* Stored data entries *
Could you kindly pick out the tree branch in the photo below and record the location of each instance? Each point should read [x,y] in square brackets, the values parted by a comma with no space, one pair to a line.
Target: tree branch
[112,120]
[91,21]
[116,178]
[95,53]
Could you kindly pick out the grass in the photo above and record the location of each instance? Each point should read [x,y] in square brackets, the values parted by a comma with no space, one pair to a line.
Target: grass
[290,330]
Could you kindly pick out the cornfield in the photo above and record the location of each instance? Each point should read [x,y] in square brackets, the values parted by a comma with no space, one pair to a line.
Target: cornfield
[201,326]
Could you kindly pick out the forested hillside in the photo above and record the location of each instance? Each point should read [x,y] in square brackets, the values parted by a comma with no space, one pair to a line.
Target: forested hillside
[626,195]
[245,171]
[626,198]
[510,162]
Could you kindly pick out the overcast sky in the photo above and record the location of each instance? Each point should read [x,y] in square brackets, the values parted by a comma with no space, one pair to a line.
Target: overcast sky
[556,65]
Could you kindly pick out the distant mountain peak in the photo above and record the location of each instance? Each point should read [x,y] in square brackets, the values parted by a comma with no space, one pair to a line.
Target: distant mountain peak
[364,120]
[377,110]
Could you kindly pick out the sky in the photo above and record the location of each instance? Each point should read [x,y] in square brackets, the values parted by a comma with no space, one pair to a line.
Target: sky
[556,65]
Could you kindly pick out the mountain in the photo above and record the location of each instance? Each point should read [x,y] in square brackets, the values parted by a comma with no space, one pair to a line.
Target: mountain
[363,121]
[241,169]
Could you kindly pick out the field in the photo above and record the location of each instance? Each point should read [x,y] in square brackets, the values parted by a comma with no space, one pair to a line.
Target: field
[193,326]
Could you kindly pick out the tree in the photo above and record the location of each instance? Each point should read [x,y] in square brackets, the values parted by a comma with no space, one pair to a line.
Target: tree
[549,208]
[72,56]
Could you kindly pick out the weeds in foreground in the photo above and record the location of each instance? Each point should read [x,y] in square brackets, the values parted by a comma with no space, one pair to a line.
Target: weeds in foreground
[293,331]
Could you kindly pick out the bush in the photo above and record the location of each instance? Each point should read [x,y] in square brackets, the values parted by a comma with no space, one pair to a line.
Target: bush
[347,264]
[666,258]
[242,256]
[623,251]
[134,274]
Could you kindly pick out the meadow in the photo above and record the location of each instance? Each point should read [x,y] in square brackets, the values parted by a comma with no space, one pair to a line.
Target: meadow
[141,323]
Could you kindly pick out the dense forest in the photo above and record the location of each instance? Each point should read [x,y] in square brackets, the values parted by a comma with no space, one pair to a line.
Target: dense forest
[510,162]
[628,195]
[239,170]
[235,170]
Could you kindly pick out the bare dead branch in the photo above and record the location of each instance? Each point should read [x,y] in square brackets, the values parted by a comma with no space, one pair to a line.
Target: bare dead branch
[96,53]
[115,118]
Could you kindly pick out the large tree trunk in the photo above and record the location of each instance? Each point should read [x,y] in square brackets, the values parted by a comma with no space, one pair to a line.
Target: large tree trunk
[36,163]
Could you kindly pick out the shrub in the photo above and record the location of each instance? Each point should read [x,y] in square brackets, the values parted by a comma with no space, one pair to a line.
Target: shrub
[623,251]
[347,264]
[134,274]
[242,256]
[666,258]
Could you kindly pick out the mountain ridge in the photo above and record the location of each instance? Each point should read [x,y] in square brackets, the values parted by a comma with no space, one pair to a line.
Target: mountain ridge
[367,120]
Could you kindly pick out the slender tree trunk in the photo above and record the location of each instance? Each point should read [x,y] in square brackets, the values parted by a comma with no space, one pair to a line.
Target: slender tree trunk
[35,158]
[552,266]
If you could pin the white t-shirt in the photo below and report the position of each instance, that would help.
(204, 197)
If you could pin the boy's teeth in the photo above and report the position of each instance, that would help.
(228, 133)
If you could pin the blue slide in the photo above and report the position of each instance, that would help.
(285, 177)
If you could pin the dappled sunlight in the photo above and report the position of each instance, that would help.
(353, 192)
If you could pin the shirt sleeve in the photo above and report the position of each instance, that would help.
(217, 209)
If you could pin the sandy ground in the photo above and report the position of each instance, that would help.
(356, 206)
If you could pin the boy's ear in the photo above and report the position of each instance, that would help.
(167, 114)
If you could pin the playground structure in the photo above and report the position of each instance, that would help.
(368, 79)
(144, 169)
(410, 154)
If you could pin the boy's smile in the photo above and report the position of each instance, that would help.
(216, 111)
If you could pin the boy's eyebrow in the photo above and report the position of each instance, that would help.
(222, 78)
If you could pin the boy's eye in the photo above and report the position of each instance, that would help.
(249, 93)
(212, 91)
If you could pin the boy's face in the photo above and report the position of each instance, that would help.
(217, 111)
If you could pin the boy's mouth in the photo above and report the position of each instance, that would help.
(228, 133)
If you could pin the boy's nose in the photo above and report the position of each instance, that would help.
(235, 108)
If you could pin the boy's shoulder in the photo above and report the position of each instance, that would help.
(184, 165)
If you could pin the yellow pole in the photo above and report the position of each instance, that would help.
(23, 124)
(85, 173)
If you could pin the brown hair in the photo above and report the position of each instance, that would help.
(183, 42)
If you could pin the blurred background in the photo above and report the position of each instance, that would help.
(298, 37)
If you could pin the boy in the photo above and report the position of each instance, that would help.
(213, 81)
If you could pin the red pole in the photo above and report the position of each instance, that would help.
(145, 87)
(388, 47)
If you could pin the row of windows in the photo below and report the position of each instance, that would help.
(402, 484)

* Action item *
Transcribe all of the records above without altering anything.

* Solution for this exercise *
Could you kindly pick out the tree branch in the photo below and record the location of each instance? Each point should read [x,y] in square brackets, the values parted by a comma with no space, one pair to a line.
Target: tree branch
[112,120]
[91,21]
[116,178]
[95,53]
Could you kindly pick out the grass in the photo above and record the location of each instance? Each point should read [x,y] in square brackets, the values parted by a comma with no space, one pair to a line.
Target: grass
[290,330]
Could you kindly pick out the cornfield in the photo above and record the location of each instance? Each point should read [x,y] in square brackets, the values parted by a comma with no space, one pair to a line.
Target: cornfield
[201,326]
Could you kindly pick out the forested hillside in the photo above and record the location of each instance? Each point should read [x,y] in square brackets, the values parted by a comma with no space, one pair to a line.
Target: forested hillside
[626,195]
[245,171]
[626,198]
[510,162]
Could you kindly pick out the overcast sky in the photo above and record the location of each instance? Each point should read [x,y] in square brackets, the values parted by a comma with no space, one pair to a line.
Target: overcast sky
[556,65]
Could you kindly pick out the distant mountain peak in the photo above and record the location of each instance? Each point should read [x,y] in square brackets, the values parted by a comma with no space, one pair to a line.
Target: distant mountain peak
[364,120]
[377,110]
Could you kindly pick out the sky in the photo above and record the location of each instance? Each point should read [x,y] in square brackets, the values parted by a comma with no space, one pair to a line.
Target: sky
[556,65]
Could you kindly pick out the mountain in the photo above and record the location of each instance? Each point should read [x,y] in square brackets, the values parted by a comma with no space, one pair to a line.
Target: mountain
[363,121]
[241,169]
Could you kindly pick out the field in the photo above and record the location of each instance? Each point should read [x,y] in square brackets, the values parted by a comma with no space, one pair to a line.
Target: field
[193,326]
Could you kindly pick out the tree in the photo above and record the location of each instance? Each point should read [x,y] in square brackets, the values parted by a comma with no space, one pair to a line.
Target: tree
[549,208]
[72,56]
Could you kindly pick out the weeds in foreground in the photo above and record the location of each instance? Each point should read [x,y] in square brackets, the values parted by a comma with no space, one pair to a line.
Target: weeds in foreground
[293,331]
Could you kindly pick out the bush in the photo above and record the location of each instance? Each point should read [x,y] in square brackets, the values parted by a comma with no space, one pair to a line.
Target: bush
[347,264]
[666,258]
[242,256]
[623,251]
[134,274]
Could you kindly pick out the meadow in the photo above and record the location of each instance? Each point should read [x,y] in square brackets, the values parted by a comma with no space, one pair to a line.
Target: meadow
[141,323]
Could you kindly pick out the dense forest in the photo above and record the location of each instance? Each point should read [x,y] in square brackets, the values parted by a comma with no space, one pair to a line.
Target: dense forest
[510,162]
[628,195]
[239,170]
[235,170]
Could you kindly pick out the bare dead branch in the photo above and record the location of each instance? Each point should read [x,y] in square brackets, the values parted by a comma with no space, one pair to a line.
Target: bare dead branch
[96,53]
[115,118]
Could you kindly pick out the large tree trunk in the photo above and record the location of each instance? Each point should read [x,y] in square brackets, the values parted by a comma with no space, one pair to a line.
Target: large tree trunk
[36,163]
Could you kindly pick out the shrub in the photo above and record the location of each instance? Each point should read [x,y] in square brackets, the values parted by a comma with no space, one pair to a line.
Target: shrub
[623,251]
[347,264]
[134,274]
[242,256]
[666,258]
Could you kindly pick out the mountain ridge in the photo above and record the location of each instance? Each point should read [x,y] in square brackets, the values parted by a comma with no space, one pair to a line.
Target: mountain ridge
[367,120]
Could you kindly pick out the slender tree trunk in the photo above and record the location of each instance? Each point should read [x,y] in square brackets, the values parted by a comma with no space, one pair to a line.
Target: slender tree trunk
[35,158]
[552,266]
If you could pin the white t-shirt in the photo below and report the position of each instance, that would help.
(204, 197)
If you could pin the boy's teeth in the photo above and report the position of each instance, that would help.
(228, 133)
If you could pin the blue slide in the photo above and report the position of each instance, that would help.
(285, 177)
If you could pin the dappled sunlight in the photo above and report the position of each instance, that would help.
(353, 192)
If you could pin the shirt sleeve in the photo above and report the position of each instance, that would help.
(217, 209)
If you could pin the sandy ground in the photo above and report the position of each instance, that would help.
(356, 206)
If you could pin the boy's ear in the photo above and report the position of each instance, that would help.
(167, 114)
If you could pin the playground structure in the photo above and report the position of each instance, that would help.
(368, 79)
(144, 169)
(410, 154)
If you could pin the boy's smile in the photo above and report the position of each instance, that would help.
(216, 111)
If you could pin the boy's eyebrow in the photo above and report the position of each instance, that would help.
(222, 78)
If you could pin the boy's eye in the photo above and report the position of each instance, that would help.
(249, 93)
(212, 91)
If you could pin the boy's face in the photo above and report the position of each instance, that would help.
(217, 111)
If you could pin the boy's mouth in the photo above and report the position of each instance, that would help.
(228, 133)
If you could pin the boy's nose in the photo above and report the position of each instance, that would help.
(235, 108)
If you could pin the boy's shoulder in the photo above and report the position of each instance, that would help.
(184, 165)
If you could pin the yellow pole in the photo above and report the position of each instance, that would help.
(23, 124)
(85, 173)
If you could pin the brown hair in the photo above and report the position of each instance, that would help.
(183, 42)
If you could pin the blurred background in the photo above and report the position of each instance, that would help.
(298, 37)
If you could pin the boy in the photo above and report the position of each instance, that would help.
(213, 81)
If you could pin the red pole in the photo above and report the position of each instance, that would help.
(145, 87)
(388, 47)
If you could pin the row of windows in the photo below and report the position of each instance, that would help.
(402, 484)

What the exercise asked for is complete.